MATERIAL PROVIDED:
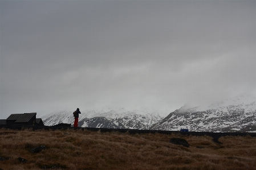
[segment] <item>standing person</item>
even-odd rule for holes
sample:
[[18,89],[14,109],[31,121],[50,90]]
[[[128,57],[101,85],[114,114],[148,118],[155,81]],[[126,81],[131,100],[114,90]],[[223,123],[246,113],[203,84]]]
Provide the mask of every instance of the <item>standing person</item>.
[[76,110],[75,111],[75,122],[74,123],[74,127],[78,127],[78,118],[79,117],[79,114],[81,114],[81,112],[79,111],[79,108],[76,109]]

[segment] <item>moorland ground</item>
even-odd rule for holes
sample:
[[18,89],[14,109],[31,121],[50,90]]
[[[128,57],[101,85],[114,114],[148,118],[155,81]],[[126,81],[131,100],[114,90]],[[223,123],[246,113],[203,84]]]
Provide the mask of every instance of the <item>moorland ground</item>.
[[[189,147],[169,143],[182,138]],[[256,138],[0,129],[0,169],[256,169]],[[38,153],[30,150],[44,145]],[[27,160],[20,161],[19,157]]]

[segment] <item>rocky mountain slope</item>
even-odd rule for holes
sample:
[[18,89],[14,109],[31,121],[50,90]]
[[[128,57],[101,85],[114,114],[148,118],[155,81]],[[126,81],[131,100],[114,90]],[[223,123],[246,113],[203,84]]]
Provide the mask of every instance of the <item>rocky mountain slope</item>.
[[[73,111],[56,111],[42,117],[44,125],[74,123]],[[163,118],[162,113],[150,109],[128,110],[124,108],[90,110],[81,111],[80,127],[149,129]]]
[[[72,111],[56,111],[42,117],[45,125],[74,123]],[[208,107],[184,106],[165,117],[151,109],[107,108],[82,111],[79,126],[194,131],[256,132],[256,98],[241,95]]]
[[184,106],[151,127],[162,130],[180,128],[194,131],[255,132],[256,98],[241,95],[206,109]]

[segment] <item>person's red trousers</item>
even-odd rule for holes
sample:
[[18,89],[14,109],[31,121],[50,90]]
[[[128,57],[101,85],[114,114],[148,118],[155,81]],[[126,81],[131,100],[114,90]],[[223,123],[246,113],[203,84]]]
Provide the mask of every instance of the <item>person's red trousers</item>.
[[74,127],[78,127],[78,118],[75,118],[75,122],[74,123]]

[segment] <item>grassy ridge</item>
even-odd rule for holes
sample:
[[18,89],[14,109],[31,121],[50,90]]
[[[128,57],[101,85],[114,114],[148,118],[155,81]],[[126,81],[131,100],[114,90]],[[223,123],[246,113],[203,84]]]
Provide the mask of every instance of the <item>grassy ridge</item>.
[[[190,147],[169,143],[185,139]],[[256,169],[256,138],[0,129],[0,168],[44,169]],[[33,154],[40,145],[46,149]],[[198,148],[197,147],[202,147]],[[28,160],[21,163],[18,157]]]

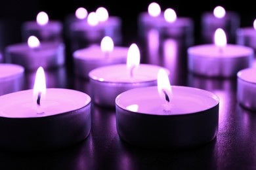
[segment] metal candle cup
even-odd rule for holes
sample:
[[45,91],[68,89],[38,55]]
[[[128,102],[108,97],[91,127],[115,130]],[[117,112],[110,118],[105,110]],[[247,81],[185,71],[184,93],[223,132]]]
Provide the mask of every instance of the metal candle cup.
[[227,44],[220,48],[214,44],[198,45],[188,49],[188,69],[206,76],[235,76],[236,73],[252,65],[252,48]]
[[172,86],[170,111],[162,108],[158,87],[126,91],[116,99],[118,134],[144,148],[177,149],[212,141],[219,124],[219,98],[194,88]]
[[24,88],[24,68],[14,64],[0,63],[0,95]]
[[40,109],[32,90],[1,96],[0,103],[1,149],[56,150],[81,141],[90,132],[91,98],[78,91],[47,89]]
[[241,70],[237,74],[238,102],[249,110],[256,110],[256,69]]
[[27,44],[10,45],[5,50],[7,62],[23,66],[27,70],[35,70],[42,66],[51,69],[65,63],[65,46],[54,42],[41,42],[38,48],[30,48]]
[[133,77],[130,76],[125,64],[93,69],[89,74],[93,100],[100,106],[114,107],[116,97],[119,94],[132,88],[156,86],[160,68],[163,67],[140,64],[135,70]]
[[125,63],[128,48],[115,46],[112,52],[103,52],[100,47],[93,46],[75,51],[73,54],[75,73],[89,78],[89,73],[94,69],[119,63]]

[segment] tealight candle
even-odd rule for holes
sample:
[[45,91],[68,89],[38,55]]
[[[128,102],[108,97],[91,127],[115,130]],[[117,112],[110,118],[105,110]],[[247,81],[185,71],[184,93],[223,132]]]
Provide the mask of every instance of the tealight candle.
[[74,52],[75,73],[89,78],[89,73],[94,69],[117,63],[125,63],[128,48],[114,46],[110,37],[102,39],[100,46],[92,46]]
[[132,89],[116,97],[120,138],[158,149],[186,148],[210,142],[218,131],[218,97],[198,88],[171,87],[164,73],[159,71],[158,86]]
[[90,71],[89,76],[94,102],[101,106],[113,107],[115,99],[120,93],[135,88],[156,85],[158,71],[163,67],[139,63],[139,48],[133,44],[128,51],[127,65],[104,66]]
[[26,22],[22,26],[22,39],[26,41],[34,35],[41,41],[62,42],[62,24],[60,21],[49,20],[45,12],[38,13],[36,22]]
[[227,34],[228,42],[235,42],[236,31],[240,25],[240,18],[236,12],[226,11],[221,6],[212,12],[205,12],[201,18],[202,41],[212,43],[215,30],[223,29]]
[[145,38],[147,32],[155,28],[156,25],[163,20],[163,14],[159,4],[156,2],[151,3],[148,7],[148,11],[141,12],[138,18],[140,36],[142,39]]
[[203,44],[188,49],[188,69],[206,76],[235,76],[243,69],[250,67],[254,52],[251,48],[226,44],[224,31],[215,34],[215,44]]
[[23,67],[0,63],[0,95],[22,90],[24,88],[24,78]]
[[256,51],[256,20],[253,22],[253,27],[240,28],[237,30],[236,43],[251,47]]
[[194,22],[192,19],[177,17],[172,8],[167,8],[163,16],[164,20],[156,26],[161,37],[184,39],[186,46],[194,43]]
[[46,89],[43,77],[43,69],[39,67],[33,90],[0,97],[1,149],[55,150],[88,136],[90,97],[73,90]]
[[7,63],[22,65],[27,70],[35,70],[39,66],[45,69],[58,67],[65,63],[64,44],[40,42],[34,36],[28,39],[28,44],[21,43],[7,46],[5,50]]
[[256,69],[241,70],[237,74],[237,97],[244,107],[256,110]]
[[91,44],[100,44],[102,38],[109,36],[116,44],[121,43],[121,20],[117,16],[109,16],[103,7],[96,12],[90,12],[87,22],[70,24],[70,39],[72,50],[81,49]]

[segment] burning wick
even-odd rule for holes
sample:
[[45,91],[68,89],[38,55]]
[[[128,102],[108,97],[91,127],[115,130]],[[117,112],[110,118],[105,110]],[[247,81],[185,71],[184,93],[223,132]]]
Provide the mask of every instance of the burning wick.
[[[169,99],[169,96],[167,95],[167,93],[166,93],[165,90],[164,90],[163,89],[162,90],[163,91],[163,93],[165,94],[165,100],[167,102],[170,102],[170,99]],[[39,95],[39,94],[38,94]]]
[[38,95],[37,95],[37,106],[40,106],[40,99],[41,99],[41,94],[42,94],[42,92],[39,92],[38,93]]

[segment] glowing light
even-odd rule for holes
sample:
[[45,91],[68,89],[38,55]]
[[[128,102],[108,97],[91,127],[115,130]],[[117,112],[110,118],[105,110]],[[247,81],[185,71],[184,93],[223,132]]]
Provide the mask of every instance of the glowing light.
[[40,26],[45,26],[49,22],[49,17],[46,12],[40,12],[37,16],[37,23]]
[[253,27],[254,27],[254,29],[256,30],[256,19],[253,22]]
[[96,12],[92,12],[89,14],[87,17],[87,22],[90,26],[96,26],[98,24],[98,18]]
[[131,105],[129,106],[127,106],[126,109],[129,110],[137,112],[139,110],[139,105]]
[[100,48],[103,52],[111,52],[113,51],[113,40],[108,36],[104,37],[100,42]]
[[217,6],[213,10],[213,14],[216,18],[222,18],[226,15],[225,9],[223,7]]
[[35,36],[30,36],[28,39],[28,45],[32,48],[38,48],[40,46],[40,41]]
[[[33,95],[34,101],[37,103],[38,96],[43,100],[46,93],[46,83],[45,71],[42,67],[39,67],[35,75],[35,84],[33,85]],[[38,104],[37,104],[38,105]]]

WORK TO DO:
Copy the entries verbatim, starting at the line containing "[segment] <item>rocky mountain slope</item>" and continuing through the line containing "Provide the mask of every instance of the <item>rocky", with both of those lines included.

EXERCISE RESPONSE:
[segment] <item>rocky mountain slope</item>
even-odd rule for holes
sample:
[[18,89],[14,109],[31,121],[50,90]]
[[[128,57],[101,85],[114,114],[148,118],[155,81]],[[126,81],[131,100],[114,90]],[[223,123],[246,113],[203,84]]]
Provide the mask of every instance of the <item>rocky mountain slope</item>.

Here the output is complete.